Task objective ->
Repeat the entire listing below exactly.

Source data ->

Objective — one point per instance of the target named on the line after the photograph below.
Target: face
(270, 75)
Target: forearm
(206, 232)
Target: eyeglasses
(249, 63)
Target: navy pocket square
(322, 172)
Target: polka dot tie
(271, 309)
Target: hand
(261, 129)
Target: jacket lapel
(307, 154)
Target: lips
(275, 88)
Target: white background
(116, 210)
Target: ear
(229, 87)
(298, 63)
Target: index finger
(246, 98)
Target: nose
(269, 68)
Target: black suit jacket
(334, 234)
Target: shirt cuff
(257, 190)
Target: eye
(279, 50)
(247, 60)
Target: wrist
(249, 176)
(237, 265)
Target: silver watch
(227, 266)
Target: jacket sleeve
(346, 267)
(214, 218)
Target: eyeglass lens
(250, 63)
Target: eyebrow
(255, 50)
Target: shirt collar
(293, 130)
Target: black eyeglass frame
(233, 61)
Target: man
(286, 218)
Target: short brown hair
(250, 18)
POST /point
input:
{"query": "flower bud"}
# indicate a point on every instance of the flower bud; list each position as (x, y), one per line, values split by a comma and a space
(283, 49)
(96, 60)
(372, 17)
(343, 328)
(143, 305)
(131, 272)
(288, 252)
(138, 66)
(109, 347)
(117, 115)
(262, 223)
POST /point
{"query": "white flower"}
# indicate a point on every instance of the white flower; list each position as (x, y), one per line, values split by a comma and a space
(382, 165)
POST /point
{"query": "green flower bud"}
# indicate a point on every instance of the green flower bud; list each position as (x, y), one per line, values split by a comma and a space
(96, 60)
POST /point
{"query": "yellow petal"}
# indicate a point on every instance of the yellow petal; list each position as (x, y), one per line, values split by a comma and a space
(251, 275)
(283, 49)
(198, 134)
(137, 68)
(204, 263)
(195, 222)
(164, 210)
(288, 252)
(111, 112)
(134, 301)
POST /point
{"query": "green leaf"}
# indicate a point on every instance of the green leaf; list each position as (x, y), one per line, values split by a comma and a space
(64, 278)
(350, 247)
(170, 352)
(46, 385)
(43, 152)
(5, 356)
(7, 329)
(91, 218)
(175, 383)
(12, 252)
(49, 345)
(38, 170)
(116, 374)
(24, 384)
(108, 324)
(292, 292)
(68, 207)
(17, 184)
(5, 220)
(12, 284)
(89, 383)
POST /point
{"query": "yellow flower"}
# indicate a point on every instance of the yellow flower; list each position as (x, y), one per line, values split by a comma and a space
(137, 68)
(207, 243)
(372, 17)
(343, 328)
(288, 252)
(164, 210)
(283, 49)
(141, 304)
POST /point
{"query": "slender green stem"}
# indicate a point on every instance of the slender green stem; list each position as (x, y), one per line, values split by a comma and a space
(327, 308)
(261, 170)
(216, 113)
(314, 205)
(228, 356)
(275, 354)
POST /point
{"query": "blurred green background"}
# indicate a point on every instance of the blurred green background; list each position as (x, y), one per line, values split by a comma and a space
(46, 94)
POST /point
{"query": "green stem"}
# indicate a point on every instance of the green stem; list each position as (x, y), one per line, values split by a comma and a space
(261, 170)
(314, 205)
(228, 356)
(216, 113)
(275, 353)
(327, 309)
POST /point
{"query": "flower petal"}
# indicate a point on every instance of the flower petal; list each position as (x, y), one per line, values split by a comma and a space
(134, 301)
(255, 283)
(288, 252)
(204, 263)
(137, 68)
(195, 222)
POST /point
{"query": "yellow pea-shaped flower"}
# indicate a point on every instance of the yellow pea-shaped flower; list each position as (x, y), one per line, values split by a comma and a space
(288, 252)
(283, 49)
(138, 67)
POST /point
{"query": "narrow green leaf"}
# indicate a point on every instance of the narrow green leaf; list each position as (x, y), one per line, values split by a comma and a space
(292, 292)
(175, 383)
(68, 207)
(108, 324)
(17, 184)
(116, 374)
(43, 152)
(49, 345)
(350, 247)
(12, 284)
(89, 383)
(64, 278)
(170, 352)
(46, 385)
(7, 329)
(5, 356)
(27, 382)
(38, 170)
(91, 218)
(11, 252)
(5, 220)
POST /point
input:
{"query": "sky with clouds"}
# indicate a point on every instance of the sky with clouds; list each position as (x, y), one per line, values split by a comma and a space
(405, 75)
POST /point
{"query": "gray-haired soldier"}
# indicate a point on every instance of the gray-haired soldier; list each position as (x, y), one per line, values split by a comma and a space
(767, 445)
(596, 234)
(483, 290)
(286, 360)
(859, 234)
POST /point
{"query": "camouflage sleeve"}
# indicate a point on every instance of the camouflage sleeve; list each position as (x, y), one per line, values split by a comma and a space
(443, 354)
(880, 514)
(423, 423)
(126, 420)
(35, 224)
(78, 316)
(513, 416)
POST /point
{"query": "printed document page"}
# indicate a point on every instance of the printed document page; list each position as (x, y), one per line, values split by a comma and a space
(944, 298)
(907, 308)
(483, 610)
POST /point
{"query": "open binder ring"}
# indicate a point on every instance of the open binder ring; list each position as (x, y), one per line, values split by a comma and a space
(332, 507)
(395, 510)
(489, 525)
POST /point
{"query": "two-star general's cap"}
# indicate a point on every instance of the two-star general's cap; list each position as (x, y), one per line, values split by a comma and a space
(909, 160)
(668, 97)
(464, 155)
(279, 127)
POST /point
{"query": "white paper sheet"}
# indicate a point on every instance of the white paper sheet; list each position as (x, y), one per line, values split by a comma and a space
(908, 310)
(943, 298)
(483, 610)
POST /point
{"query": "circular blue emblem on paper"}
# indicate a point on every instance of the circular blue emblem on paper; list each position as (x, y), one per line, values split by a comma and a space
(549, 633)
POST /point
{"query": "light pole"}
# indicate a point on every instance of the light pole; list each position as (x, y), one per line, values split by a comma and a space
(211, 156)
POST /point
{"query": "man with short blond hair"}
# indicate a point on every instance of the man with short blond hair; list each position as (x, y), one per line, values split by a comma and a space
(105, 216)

Written solution ->
Objective — one point per instance of the target named on the line after the photograph below.
Target: face
(270, 75)
Target: forearm
(206, 232)
Target: eyeglasses
(249, 63)
Target: navy pocket square
(322, 172)
Target: polka dot tie
(271, 309)
Target: hand
(261, 129)
Target: jacket lapel
(307, 154)
Target: lips
(275, 88)
Target: white background
(116, 210)
Target: ear
(229, 87)
(298, 63)
Target: index finger
(246, 98)
Target: nose
(269, 68)
Target: black suit jacket
(334, 234)
Target: shirt cuff
(257, 190)
Target: eye
(279, 50)
(247, 60)
Target: wrist
(249, 176)
(237, 265)
Target: silver watch
(227, 266)
Target: jacket sleeve
(346, 267)
(214, 218)
Target: eyeglass lens
(250, 63)
Target: eyebrow
(255, 50)
Target: shirt collar
(293, 130)
Target: black eyeglass frame
(233, 61)
Target: man
(286, 218)
Target: short brown hair
(250, 18)
POST /point
input:
{"query": "flower bud"}
# indicate a point on every instance of the flower bud; list each position as (x, y), one per line, values split by a comma and a space
(283, 49)
(96, 60)
(372, 17)
(343, 328)
(143, 305)
(131, 272)
(288, 252)
(138, 66)
(109, 347)
(117, 115)
(262, 223)
POST /point
{"query": "white flower"}
# indicate a point on every instance of the white flower; list each position as (x, y), one per line, values split by a comma and a space
(382, 165)
POST /point
{"query": "green flower bud"}
# indicate a point on every instance of the green flower bud; list each position as (x, y), one per line, values split by a comma and a space
(96, 60)
POST /point
{"query": "yellow petal"}
# indicate a point on every instance of the yellow petal; list each position as (x, y), one per line, values split by a comma and a space
(251, 275)
(283, 49)
(198, 134)
(137, 68)
(204, 263)
(195, 222)
(164, 210)
(288, 252)
(111, 112)
(134, 301)
POST /point
{"query": "green leaf"}
# indicate a point on every instance of the green leaf; list each position as (x, y), one per line, values split by a comma and a space
(64, 278)
(350, 247)
(170, 352)
(46, 385)
(43, 152)
(5, 356)
(7, 329)
(91, 218)
(175, 383)
(12, 252)
(49, 345)
(38, 170)
(116, 374)
(24, 384)
(108, 324)
(292, 292)
(68, 207)
(17, 184)
(5, 220)
(12, 284)
(89, 383)
POST /point
{"query": "yellow flower"}
# indicate a point on every instance of the yellow flower; list each position as (x, y), one per line, values split by a comma and a space
(137, 68)
(207, 243)
(372, 17)
(343, 328)
(288, 252)
(164, 210)
(283, 49)
(141, 304)
POST /point
{"query": "slender green stem"}
# indicate a point on every instance of the slender green stem; list each position as (x, y), one per line, values split by a comma and a space
(327, 308)
(261, 170)
(216, 113)
(314, 205)
(228, 356)
(275, 354)
POST /point
{"query": "blurred green background"}
# indicate a point on every instance of the blurred green background; list each position as (x, y), one per line, values split by a comma and a space
(46, 94)
POST /point
{"query": "green stem"}
# indicate a point on every instance of the green stem; list each position as (x, y), one per line, values split by a comma and a space
(261, 170)
(314, 205)
(228, 356)
(216, 113)
(275, 353)
(327, 309)
POST /point
{"query": "flower petal"}
# indicate a point on every instance of the flower petal; list each position as (x, y), one per line, values split by a comma and a space
(134, 301)
(255, 283)
(288, 252)
(204, 263)
(137, 68)
(195, 222)
POST /point
{"query": "yellow pea-shaped flower"}
# indicate a point on every instance of the yellow pea-shaped flower; list each position as (x, y), one per line, values split by a comma and a space
(288, 252)
(283, 49)
(138, 67)
POST /point
{"query": "narrow green leaf"}
# indicate a point on every instance of the narrow green leaf; list each position as (x, y), one per line, values split by a comma and a space
(292, 292)
(175, 383)
(68, 207)
(108, 324)
(17, 184)
(116, 374)
(43, 152)
(49, 345)
(350, 247)
(12, 284)
(89, 383)
(64, 278)
(170, 352)
(46, 385)
(7, 329)
(5, 356)
(27, 382)
(38, 170)
(91, 218)
(11, 252)
(5, 220)
POST /point
input:
{"query": "sky with clouds"}
# indicate a point on every instance of the sky with clouds; list each position as (x, y), one per line, values split by a comma and a space
(405, 75)
POST /point
{"query": "gray-haired soldier"}
# indicate a point on every instance of the gray-haired soldier; list each position as (x, y), one per line, values split by a comma and a space
(767, 445)
(596, 234)
(483, 290)
(286, 360)
(859, 234)
POST /point
{"query": "camouflage sleeve"}
# indicate a point on every instance of the camouflage sleeve; list each position as (x, y), one per line, values split by a comma and a space
(443, 354)
(880, 514)
(423, 423)
(126, 420)
(35, 224)
(78, 316)
(513, 416)
POST /point
{"query": "printed document page"}
# indicate a point on every instance of the printed document page; list each position as (x, y), one per line, values split by a comma and a space
(944, 298)
(907, 308)
(483, 610)
POST /point
{"query": "open binder ring"}
# indicate a point on every instance of the open binder ring; list each position as (x, y), one per line, values split by a comma and a space
(332, 507)
(395, 510)
(489, 525)
POST /point
{"query": "two-star general's cap"}
# indicate a point on every instance of the two-star general's cap; list each position as (x, y), one per line, values split by a comma and a space
(909, 160)
(668, 97)
(464, 155)
(279, 127)
POST /point
{"query": "white paper sheet"}
# indicate a point on every instance of the white paper sheet; list each position as (x, y), one per line, values split by a comma and a space
(908, 310)
(943, 298)
(483, 610)
POST /point
{"query": "circular blue emblem on paper"}
# indicate a point on every instance of the circular blue emblem on paper; list each position as (x, y), one per line, values split by a comma and a space
(549, 633)
POST /point
{"query": "light pole"}
# indicate a point on every instance of the light pole; list each position as (x, y), one per line, values split by a comma and a space
(211, 156)
POST /point
{"query": "man with short blond hair"}
# indicate a point on every instance of the man with short blond hair; list each position as (x, y), one per line, values split by a comma and a space
(105, 216)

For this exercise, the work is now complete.